═════ Records for the exercise
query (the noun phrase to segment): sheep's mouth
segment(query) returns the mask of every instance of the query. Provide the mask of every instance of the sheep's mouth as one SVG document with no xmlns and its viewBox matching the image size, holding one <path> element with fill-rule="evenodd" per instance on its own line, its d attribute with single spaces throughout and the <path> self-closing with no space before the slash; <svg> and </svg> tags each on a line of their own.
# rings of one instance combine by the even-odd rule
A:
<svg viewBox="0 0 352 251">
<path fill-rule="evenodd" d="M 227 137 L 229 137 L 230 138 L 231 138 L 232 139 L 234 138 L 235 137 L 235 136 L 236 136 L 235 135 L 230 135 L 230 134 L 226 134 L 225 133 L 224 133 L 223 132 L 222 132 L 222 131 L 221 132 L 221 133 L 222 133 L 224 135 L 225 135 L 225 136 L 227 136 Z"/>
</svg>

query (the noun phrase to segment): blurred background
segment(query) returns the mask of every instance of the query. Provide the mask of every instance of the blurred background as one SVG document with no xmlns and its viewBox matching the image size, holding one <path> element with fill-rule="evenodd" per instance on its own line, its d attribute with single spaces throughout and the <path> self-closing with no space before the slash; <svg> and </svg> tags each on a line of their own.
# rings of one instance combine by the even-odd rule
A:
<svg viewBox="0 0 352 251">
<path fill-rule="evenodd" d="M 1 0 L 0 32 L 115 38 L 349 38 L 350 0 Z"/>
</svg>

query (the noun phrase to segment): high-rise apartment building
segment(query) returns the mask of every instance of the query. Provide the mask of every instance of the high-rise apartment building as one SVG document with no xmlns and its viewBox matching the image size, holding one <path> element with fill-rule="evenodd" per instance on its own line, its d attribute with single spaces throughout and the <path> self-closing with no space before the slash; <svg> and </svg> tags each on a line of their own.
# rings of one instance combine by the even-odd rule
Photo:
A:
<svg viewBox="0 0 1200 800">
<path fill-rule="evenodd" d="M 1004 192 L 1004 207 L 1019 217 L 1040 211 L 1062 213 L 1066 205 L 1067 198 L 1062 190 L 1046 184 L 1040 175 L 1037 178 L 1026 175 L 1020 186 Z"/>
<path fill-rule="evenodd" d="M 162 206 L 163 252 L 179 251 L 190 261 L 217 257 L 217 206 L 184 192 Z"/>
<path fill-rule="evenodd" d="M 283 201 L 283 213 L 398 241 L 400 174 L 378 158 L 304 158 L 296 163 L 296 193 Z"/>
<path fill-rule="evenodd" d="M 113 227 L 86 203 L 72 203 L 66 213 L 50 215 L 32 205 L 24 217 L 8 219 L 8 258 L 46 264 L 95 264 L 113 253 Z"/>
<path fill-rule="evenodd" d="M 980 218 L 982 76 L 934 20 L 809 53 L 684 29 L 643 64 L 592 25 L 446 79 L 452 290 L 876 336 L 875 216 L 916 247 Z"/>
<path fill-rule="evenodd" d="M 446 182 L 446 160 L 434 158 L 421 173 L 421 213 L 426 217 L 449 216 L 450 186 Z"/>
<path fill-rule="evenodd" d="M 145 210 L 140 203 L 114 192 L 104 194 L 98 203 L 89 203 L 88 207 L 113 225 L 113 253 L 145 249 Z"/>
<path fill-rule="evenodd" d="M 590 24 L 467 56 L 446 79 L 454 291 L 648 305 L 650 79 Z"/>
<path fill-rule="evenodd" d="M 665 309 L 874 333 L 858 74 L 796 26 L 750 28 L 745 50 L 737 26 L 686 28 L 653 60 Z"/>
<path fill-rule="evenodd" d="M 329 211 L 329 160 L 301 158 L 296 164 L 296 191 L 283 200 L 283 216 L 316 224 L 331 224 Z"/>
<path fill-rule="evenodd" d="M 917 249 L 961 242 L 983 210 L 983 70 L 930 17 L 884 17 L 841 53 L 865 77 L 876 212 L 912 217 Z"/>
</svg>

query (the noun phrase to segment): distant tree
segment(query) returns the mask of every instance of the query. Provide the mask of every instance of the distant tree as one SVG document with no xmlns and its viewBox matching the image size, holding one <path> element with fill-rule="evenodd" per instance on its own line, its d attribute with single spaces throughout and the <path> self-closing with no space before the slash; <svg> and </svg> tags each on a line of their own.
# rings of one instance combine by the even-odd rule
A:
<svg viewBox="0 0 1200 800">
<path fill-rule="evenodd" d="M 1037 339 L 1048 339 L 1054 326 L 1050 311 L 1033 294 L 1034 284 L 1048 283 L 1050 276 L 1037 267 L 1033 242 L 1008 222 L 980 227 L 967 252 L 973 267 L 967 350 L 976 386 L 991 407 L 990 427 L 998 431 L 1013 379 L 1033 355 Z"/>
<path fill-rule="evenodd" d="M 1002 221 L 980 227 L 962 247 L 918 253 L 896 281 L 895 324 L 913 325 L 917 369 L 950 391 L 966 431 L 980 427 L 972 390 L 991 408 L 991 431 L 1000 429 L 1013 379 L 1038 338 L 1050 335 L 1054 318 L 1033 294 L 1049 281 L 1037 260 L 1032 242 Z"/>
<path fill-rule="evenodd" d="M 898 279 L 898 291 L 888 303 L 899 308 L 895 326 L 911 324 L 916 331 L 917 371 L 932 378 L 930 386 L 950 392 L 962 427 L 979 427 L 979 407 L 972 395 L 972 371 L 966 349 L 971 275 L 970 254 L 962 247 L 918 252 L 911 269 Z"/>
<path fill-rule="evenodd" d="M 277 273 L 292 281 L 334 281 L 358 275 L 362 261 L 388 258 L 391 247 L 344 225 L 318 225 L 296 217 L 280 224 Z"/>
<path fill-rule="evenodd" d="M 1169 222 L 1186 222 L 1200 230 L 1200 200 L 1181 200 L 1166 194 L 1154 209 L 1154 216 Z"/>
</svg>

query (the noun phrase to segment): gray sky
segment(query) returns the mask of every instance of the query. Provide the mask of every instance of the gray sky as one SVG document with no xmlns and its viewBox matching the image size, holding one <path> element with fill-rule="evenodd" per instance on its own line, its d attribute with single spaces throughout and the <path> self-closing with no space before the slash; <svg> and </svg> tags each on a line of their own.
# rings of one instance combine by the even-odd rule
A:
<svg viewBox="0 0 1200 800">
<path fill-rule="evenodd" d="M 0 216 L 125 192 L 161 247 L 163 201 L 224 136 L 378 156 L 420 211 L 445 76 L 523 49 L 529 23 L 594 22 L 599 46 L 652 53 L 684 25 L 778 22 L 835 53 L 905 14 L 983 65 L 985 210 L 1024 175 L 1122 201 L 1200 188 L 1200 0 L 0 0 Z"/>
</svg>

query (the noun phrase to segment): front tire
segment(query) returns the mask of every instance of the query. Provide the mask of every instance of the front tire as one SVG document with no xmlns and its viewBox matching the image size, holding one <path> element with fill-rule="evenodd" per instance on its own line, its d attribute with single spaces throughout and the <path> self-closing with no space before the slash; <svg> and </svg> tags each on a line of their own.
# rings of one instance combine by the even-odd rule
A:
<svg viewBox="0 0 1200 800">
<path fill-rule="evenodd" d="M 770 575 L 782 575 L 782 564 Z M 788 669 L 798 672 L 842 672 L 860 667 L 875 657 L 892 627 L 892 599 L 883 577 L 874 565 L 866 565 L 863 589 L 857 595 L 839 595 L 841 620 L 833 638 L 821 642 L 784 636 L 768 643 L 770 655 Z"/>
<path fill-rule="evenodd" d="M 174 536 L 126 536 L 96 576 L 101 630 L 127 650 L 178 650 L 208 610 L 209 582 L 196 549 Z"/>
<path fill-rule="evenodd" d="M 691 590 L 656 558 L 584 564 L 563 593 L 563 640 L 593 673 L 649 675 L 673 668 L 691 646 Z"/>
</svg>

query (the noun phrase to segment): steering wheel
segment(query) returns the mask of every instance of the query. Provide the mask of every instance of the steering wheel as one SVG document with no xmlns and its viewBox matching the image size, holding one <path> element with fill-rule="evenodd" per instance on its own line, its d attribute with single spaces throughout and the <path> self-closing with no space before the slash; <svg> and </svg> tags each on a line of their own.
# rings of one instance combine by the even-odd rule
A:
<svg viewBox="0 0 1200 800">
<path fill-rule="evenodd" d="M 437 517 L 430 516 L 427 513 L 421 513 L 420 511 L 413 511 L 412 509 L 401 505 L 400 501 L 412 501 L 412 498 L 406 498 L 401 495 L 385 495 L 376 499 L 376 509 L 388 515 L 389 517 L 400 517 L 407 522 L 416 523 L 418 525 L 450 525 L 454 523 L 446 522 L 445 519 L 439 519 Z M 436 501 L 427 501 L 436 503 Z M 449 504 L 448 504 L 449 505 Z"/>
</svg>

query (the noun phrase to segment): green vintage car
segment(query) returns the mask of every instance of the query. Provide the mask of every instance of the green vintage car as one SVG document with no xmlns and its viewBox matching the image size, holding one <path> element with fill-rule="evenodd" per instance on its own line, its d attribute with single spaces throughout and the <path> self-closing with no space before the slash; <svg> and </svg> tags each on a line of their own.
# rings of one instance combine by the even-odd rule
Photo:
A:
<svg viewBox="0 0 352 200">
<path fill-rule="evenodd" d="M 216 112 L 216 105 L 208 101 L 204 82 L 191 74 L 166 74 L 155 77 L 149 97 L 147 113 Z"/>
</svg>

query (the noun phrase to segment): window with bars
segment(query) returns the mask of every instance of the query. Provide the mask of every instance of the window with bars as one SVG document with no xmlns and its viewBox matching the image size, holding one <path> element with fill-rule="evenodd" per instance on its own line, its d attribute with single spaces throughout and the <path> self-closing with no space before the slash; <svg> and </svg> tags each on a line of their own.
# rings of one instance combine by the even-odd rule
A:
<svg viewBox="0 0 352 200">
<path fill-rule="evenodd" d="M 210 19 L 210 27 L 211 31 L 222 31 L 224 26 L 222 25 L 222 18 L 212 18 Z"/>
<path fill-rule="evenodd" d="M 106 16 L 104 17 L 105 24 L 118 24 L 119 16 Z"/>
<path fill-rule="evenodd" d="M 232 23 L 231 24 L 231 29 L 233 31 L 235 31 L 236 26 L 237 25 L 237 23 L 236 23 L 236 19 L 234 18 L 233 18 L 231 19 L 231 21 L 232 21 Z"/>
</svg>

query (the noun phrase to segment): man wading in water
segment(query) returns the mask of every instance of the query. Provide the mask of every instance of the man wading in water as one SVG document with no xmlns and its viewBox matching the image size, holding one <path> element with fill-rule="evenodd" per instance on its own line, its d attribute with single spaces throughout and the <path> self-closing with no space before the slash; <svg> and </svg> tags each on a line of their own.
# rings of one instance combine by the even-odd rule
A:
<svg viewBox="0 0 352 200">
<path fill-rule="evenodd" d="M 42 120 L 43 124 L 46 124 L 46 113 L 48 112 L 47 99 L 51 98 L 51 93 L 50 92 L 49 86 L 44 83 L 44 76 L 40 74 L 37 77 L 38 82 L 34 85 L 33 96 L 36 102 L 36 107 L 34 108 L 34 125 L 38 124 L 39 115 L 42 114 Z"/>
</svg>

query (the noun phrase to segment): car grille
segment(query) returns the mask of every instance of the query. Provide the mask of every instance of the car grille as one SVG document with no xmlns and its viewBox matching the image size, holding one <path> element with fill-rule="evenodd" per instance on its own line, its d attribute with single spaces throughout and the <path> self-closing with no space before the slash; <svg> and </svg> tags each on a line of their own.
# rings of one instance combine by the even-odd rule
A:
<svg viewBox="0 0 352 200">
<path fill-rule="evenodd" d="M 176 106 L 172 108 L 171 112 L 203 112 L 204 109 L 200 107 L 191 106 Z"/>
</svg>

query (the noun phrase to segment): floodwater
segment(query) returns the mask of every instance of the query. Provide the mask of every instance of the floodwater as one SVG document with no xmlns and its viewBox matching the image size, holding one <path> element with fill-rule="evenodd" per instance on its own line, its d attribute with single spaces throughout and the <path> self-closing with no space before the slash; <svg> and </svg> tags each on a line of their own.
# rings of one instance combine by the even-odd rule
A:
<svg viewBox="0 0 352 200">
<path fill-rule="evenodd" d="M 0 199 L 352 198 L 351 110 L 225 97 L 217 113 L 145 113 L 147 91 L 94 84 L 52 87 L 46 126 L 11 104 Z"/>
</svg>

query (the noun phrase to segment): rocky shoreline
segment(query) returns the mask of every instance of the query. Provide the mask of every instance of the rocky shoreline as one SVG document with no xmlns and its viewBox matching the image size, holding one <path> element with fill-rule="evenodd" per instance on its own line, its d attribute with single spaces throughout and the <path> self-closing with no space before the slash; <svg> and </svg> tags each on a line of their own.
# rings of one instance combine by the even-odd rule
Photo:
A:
══════════
Which lines of the entries above contain the word "apartment"? Return each of those lines in full.

query (the noun phrase to segment): high-rise apartment building
segment(query) returns the mask of every instance of the query. Provide the mask of every instance of the high-rise apartment building as one SVG document with no xmlns and its viewBox matching the image size, holding one <path> element with fill-rule="evenodd" per instance on its own line, its d attribute with single spaces throughout and the <path> self-closing with no space before the slash; <svg> and </svg> tags each on a line of their own.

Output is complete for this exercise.